> **AIM OF THE EXERCISE**: Continue the textbook passage on exploratory data analysis, starting immediately after its final line.

Prerequisites: Chapter 2 (Data), Chapter 3 (Statistical Foundations)
Historical Context: From Tables to Visualization
The history of data visualization parallels the history of empirical social science.
William Playfair (1759-1823) invented the line chart, bar chart, and pie chart. His 1786 Commercial and Political Atlas visualized England's trade data in forms we'd recognize today.
Florence Nightingale (1820-1910) used her "coxcomb" diagrams to show that more soldiers died from preventable disease than battle wounds—visualization as advocacy.
Charles Joseph Minard (1781-1870) created what Edward Tufte called "the best statistical graphic ever drawn": a map of Napoleon's Russian campaign showing army size, direction, location, temperature, and time simultaneously.
The 20th century brought statistical formalization: correlation (Pearson), factor analysis (Spearman, Thurstone), exploratory data analysis (Tukey's 1977 EDA), and eventually computational tools.
Today: The explosion of data and computing power has transformed description. We can visualize millions of observations, fit models with thousands of variables, and analyze text at unprecedented scale.
6.1 Exploratory Data Analysis
The EDA Philosophy
John Tukey's exploratory data analysis (EDA) emphasizes looking at data before formal modeling:
"The greatest value of a picture is when it forces us to notice what we never expected to see." — John Tukey
Principles:
Let the data speak before imposing models
Use visual displays rather than just summary statistics
Be open to surprise
Iterate between looking and questioning
Univariate Description
For continuous variables:
Central tendency: Mean, median, trimmed mean
Mean is efficient if data are symmetric; median is robust to outliers
Spread: Standard deviation, IQR, MAD (median absolute deviation)
SD is efficient for normal data; IQR/MAD more robust
Shape: Skewness, kurtosis
Skewness > 0: Right tail heavier (income distributions)
Kurtosis > 3: Heavier tails than normal
Visualization:
Histogram: See the shape
Kernel density plot: Smoothed shape
Box plot: Five-number summary (min, Q1, median, Q3, max)
Q-Q plot: Compare to theoretical distribution

For categorical variables:
Frequency table
Bar chart (not pie chart—humans are bad at comparing angles)

> **Recorded data**:
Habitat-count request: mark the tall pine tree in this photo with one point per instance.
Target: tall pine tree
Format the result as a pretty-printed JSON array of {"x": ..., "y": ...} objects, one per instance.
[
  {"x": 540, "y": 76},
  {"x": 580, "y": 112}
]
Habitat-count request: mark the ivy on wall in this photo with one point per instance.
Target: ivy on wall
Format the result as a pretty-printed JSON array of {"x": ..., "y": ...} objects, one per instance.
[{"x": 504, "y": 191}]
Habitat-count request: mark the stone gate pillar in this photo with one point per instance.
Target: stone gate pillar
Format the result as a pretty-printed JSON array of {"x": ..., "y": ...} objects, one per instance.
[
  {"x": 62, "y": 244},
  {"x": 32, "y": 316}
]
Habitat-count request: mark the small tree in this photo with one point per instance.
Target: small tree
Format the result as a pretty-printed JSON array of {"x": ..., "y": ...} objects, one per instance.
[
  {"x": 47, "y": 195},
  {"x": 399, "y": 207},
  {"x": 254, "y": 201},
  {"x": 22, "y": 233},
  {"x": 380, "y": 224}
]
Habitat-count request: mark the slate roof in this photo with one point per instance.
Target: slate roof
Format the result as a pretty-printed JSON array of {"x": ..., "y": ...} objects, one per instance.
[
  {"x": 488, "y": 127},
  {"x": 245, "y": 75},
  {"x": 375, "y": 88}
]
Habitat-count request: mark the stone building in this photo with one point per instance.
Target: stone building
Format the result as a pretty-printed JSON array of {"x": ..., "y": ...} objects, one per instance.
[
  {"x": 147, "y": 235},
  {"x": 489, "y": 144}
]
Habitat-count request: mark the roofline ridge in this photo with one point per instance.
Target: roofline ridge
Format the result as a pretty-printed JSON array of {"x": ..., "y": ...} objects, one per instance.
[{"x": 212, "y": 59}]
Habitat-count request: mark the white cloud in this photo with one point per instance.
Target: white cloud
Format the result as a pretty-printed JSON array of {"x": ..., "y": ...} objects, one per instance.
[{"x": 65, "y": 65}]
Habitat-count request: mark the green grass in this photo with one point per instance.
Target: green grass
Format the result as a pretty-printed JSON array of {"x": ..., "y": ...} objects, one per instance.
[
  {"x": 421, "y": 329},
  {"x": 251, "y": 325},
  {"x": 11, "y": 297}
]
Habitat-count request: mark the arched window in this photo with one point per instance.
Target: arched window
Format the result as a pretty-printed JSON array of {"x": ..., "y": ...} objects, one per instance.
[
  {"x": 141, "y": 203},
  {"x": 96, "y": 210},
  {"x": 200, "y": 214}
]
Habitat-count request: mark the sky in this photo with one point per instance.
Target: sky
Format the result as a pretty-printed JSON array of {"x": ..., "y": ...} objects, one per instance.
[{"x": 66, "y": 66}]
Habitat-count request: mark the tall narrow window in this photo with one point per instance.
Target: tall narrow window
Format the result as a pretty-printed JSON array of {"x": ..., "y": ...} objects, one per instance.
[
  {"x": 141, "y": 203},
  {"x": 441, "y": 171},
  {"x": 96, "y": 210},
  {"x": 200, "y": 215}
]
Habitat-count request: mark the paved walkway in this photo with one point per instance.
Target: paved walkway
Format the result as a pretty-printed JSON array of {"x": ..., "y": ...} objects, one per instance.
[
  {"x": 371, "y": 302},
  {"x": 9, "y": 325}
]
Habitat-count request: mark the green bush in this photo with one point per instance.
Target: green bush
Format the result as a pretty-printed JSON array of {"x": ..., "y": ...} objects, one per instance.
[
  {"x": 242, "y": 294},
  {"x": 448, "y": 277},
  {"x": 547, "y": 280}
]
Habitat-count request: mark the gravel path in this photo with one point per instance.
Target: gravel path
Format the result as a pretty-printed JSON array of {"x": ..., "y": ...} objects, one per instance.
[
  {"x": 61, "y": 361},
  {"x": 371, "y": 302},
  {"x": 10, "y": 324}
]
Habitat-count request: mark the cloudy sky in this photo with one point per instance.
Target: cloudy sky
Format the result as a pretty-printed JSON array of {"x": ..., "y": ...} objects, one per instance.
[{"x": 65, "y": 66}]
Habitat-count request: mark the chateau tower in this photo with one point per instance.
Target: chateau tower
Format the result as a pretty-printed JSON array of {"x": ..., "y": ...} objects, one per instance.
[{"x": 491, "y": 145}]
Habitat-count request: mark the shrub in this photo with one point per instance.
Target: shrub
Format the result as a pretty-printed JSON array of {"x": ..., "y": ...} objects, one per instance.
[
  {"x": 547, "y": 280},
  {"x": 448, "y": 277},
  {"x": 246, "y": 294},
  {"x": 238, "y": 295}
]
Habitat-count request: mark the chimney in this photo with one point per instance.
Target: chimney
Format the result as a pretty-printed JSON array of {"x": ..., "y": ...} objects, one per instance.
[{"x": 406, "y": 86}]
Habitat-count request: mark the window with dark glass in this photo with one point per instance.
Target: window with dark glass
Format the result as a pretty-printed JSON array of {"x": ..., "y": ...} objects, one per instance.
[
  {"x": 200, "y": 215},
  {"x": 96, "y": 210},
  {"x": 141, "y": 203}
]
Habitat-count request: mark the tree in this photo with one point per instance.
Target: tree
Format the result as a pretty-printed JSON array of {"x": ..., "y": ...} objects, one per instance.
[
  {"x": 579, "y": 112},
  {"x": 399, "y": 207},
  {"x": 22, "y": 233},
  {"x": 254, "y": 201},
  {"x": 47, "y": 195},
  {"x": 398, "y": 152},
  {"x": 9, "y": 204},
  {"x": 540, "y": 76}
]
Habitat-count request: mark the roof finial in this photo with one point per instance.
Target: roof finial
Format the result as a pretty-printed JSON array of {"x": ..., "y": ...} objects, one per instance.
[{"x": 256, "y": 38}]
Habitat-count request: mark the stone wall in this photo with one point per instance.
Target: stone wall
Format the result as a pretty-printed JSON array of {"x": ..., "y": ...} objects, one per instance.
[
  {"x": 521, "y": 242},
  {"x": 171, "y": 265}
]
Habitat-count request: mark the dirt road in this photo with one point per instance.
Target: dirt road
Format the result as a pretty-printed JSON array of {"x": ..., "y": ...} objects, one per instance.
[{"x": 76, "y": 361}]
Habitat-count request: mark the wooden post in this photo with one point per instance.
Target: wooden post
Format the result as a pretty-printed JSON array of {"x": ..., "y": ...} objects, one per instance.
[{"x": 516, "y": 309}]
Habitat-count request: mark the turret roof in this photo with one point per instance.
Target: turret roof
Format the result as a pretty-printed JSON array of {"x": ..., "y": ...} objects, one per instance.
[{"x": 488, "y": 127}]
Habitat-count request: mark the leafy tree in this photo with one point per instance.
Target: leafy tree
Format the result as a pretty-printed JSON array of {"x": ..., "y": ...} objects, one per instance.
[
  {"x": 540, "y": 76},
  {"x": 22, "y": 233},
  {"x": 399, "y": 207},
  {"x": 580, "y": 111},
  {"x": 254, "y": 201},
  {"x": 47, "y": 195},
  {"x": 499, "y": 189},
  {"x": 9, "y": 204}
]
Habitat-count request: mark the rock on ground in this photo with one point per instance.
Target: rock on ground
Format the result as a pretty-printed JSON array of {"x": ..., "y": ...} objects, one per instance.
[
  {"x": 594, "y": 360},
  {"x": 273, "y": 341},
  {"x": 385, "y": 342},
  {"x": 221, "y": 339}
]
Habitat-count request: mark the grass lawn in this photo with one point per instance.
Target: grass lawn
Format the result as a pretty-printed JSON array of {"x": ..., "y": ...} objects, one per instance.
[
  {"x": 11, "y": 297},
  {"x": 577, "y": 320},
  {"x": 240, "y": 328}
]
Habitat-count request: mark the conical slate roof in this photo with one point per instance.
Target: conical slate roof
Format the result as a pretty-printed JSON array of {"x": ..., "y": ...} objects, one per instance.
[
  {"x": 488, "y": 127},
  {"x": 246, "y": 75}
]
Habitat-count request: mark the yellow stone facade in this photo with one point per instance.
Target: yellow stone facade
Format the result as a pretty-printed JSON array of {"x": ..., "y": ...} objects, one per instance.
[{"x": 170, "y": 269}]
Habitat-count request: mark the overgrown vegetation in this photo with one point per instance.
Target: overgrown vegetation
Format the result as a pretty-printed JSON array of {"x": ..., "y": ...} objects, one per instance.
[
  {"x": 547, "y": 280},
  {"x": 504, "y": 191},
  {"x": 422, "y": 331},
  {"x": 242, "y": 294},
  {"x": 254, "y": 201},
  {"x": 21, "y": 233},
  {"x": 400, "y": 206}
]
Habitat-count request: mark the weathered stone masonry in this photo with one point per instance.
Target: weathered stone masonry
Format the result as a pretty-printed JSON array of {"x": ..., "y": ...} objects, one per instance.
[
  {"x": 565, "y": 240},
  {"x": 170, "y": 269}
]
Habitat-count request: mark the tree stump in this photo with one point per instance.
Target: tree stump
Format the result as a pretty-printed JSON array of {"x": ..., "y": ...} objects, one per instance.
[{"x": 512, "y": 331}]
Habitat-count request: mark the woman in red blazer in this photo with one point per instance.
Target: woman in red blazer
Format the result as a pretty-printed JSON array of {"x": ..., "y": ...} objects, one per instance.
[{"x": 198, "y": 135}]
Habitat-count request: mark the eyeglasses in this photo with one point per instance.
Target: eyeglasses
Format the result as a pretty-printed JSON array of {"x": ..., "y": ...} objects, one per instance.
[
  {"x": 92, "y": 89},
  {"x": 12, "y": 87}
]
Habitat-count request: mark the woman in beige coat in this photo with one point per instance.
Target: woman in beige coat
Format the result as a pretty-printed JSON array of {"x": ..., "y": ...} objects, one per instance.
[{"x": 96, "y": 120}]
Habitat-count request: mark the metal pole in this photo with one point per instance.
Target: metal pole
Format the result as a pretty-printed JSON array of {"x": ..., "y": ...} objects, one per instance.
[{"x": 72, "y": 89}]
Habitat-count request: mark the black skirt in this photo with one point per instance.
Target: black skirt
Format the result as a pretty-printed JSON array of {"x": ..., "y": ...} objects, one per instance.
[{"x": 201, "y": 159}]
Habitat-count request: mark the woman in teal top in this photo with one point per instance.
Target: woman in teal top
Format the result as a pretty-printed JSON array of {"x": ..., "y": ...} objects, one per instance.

> **EXERCISE RESULT**:
Mode and category proportions
Bivariate Description
Two continuous variables:
Scatter plot: The fundamental display
Correlation coefficient: r=SD(X)⋅SD(Y)Cov(X,Y)
Lowess/loess: Nonparametric smoothed relationship
Continuous and categorical:
Box plots by group
Kernel densities by group
Summary statistics by group
Two categorical variables:
Cross-tabulation (contingency table)
Chi-squared test of independence
Mosaic plot
Worked Example: Wage Distribution
Data: 10,000 U.S. workers from the CPS
Univariate description of hourly wages:
Mean: $25.50
Median: $20.00
SD: $15.00
Skewness: 2.3 (right-skewed)
Min: $7.25, Max: $150.00
Visualization reveals: Spike at minimum wage, long right tail, possible outliers above $100
Log transformation: Log wages are approximately normal—common for income data
Bivariate: Wages by education
Less than HS: Median $12.50
HS diploma: Median $17.00
Some college: Median $20.00
Bachelor's: Median $30.00
Graduate: Median $40.00
The educational gradient is immediately visible in side-by-side box plots.
Multivariate Description
With many variables, visualization becomes harder. Strategies:
Small multiples: Array of simple plots (scatter plots for all variable pairs)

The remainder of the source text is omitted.